> _What is needed_
Find each line of the material below that contains the word "form" and copy every such line. Treat uppercase and lowercase letters as distinct.

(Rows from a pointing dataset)

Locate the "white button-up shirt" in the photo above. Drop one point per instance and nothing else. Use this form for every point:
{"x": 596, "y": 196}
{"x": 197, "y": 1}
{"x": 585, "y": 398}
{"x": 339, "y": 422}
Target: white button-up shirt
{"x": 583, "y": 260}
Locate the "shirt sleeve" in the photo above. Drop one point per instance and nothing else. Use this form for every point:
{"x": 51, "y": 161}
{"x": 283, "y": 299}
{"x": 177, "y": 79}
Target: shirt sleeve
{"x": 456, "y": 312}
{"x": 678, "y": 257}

> _The solution_
Locate the "white button-up shirt" in the photo above. Drop one point per instance and nothing else. Use this form for every point:
Locate the "shirt sleeve" in the photo above. Drop one point per instance and nothing else. Use this form for every point:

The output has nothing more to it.